EXCERPTED PASSAGE >>
Economic facts and fallacies uses a variety of examples in social science to teach greater caution and perception of errors in statistical reasoning. Statistical reasoning is, generally, very poor in the population at large, even among those who may be considered ‘well-educated’.

The book is, therefore, highly recommended and would serve as useful background reading and support for any useful course in reasoning ability and scientific understanding. I have even purchased a few copies and sent them to people I think can profit from the book.

“Throughout history, the world has abounded with differences that are today called "disparities" or "inequities," even in situations where they cannot be explained by discrimination. At one time, in czarist Russia, nearly all of the members of the St. Petersburg Academy of Sciences were of German ancestry, even though people of German ancestry were only about one percent of the population of Russia. Today, more than 40 percent of all the billionaires in the world are in one country--the United States. The list could go on and on, until it filled a book. But, however common such statistical disparities have been around the world and throughout history, many continue to reason as if any statistical differences between any groups and suspicious, if not sinister.

“Another fallacy, already noted in Chapters 5 and 7, is what might be called the fallacy of changing composition. When statistical categories are, compared over time, the changing relationships among these categories can be completely misleading as to what is happening to the people or the nations in those categories, when the composition of these categories is changing over time. There may be growing inequalities between those categories during the very same span of years when there is a lessening of inequality between the people or nations who constitute those categories. Moreover, important conclusions and decisions can be based on this fallacy.

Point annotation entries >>
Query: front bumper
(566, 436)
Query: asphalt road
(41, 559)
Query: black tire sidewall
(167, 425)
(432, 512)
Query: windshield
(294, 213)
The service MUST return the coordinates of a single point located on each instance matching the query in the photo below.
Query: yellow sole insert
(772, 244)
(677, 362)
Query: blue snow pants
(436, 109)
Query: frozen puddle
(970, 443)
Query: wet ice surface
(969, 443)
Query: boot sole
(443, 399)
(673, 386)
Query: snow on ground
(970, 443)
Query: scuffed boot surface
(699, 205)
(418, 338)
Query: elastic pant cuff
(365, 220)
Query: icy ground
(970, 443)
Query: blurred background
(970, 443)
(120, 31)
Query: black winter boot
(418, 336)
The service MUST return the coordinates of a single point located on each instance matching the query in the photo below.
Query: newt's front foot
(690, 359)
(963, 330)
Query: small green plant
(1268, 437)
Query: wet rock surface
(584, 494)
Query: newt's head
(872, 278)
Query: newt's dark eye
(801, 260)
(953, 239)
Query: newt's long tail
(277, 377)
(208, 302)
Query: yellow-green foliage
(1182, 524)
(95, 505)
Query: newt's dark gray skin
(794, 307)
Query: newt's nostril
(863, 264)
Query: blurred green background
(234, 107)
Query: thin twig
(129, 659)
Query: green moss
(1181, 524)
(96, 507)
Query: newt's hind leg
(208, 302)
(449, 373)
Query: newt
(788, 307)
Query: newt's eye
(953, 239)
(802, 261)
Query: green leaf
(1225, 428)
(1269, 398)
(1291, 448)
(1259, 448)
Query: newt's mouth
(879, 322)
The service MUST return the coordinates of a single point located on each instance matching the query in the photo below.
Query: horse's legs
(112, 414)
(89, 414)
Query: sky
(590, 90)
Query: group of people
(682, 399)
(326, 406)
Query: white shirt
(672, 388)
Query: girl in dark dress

WRITTEN PROBLEM >> Copy out the stretch of the book review from "Economic facts and" through "from the book.", renaming "reasoning" as "thinking" wherever it occurs.

SOLUTION TO THIS EXERCISE >>
Economic facts and fallacies uses a variety of examples in social science to teach greater caution and perception of errors in statistical thinking. Statistical thinking is, generally, very poor in the population at large, even among those who may be considered ‘well-educated’.

The book is, therefore, highly recommended and would serve as useful background reading and support for any useful course in thinking ability and scientific understanding. I have even purchased a few copies and sent them to people I think can profit from the book.